**Work to complete:** Please return, with no alterations, the lines below from the very first through the one that contains "[[141,215],[99,179],[96,269]]".

**Provided entries:**
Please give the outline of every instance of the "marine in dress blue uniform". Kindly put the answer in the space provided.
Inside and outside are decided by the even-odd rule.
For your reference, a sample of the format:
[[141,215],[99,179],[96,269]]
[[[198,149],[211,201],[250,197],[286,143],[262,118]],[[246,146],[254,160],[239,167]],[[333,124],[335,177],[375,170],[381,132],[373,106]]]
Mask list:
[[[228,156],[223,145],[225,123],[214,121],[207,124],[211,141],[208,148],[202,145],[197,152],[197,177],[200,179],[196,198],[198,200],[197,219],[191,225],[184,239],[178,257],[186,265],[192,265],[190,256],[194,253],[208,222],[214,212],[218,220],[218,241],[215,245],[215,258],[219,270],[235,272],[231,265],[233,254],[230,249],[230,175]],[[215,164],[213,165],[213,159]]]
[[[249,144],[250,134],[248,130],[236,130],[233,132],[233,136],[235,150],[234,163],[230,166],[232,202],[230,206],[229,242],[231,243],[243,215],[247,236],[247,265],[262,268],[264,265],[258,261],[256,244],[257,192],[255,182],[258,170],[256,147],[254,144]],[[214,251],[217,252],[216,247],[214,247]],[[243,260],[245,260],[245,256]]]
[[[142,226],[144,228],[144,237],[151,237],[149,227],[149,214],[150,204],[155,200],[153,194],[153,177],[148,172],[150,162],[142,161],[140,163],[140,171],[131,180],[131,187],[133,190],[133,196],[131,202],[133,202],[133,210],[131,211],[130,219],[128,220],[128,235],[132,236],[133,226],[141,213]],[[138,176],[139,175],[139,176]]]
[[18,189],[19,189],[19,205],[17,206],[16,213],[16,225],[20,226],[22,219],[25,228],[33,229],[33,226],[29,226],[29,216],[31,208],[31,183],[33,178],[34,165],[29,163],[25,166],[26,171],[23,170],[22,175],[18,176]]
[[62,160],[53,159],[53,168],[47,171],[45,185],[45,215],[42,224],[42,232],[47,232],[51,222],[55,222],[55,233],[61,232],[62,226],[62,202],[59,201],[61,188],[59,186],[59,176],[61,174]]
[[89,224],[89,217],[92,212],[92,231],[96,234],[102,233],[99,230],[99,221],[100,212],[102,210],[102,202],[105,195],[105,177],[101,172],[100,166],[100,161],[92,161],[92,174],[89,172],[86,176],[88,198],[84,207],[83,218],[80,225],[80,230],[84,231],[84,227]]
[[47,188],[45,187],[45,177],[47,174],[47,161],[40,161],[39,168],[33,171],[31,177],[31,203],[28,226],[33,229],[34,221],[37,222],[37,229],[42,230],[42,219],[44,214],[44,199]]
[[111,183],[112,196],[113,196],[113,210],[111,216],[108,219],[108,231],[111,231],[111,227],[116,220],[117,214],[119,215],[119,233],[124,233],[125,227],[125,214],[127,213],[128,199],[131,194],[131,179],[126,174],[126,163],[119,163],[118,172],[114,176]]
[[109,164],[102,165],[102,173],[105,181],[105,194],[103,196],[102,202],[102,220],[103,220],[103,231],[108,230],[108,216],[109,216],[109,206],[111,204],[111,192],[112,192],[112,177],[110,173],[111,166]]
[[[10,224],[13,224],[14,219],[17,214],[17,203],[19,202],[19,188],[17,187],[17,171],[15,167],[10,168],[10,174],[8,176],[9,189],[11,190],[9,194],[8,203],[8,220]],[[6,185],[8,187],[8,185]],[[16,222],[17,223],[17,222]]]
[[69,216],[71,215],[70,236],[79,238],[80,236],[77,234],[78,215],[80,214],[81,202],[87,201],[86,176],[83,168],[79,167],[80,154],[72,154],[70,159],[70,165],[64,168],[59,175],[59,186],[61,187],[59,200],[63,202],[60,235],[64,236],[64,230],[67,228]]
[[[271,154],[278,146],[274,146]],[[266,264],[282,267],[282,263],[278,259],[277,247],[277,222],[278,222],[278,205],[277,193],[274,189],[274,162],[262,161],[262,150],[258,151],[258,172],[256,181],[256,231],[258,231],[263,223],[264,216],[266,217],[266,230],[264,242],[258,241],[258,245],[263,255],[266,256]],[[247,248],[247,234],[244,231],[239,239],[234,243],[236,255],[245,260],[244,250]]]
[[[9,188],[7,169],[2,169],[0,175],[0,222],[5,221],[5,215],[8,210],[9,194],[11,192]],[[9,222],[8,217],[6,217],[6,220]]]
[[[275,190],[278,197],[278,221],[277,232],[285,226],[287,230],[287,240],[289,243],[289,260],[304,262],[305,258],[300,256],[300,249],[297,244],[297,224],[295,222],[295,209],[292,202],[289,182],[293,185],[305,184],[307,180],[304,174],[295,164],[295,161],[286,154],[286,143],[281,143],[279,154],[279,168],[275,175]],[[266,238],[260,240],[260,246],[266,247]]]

**Expected answer:**
Please give the outline of every instance of the "marine in dress blue uniform". Kindly put the answer in the space provided.
Inside and outside are decided by the even-odd rule.
For your reference, a sample of the format:
[[141,215],[99,179],[96,269]]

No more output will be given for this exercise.